Request: Reproduce the lines below without any change, starting at the line that contains "Is there any concrete" and continuing through the last line, with both ends included.

(Items from a labeling collection)
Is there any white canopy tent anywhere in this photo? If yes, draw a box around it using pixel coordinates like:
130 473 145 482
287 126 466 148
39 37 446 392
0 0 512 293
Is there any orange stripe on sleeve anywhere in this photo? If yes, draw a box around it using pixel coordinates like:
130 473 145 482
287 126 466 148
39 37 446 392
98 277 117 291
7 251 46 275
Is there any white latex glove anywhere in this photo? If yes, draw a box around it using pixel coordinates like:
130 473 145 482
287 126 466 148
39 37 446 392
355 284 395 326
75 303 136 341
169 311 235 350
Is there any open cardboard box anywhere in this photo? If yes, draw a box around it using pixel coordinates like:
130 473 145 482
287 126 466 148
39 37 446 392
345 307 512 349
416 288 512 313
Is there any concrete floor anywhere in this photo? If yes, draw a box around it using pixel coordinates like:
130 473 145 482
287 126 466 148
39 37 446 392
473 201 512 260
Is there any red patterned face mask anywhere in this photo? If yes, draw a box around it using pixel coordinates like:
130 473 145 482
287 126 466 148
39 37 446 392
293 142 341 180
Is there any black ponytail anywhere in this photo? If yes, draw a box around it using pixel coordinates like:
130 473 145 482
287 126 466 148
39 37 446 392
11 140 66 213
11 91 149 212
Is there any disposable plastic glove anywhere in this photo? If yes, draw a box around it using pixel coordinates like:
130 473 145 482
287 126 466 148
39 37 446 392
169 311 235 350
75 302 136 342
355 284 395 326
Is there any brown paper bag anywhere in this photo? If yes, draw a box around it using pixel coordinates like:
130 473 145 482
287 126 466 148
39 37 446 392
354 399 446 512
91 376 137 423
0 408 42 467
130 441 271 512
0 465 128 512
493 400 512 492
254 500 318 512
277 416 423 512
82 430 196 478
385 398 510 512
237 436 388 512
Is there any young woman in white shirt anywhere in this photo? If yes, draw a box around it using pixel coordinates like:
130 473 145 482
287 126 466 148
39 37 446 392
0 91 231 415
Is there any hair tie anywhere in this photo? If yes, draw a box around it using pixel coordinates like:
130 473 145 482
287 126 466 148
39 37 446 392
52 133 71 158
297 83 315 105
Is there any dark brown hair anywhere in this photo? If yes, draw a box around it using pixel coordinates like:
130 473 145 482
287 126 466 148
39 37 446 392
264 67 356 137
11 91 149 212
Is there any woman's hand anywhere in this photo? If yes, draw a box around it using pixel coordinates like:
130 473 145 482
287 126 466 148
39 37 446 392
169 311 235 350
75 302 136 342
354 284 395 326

Solved problem:
Is there any concrete floor anywhere in this photo? If yes, draw a box around it using pixel coordinates like:
130 473 145 482
287 126 466 148
39 37 446 392
473 201 512 260
Is there any red patterned face mask anywhere in this photo? If yes, draw a box around it using pixel coordinates like:
130 473 145 482
287 126 466 148
39 37 446 392
293 142 341 180
Is there any black ponytail anywhere in this photo? If yes, draw a box around it using pixel coordinates like:
130 473 145 482
287 126 466 148
39 37 446 392
11 140 66 213
11 91 149 212
Is there any disposable plastic glove anywhere in this photo? If yes, draw a box around it using pixel coordinates like:
130 473 145 482
287 126 466 148
39 37 446 392
169 311 235 350
75 302 136 342
355 284 395 326
Is there any brown paper bag anywhere in this photo? If yes, draw a box around it using pixel coordinates like:
130 473 145 482
287 126 466 148
39 37 446 392
354 399 446 512
91 376 137 423
0 408 42 467
130 441 271 512
0 465 128 512
493 400 512 492
254 500 318 512
277 416 423 512
82 430 196 478
385 398 510 512
237 436 388 512
Is there any young woman in white shirt anywhere in this photo? If yes, draw a box around it using pixel coordinates like:
130 473 145 482
287 126 466 148
39 37 446 392
0 91 231 415
Is there any hair tie anywhere in this photo? If yes, draw a box around it using pixel coordinates like:
130 473 145 482
287 126 466 148
39 37 446 392
52 133 71 158
297 83 315 105
Is there any dark brown hair anywhere in this photo? If yes, draw a box around it using pixel coordinates like:
130 473 145 482
287 126 466 148
39 37 446 392
264 67 356 137
11 91 149 212
Is there any woman's hand anywhere in this photo? If yes, draw a box around it using pixel coordinates like:
130 473 145 482
287 126 466 148
39 37 446 392
169 311 235 350
75 302 136 342
354 284 395 326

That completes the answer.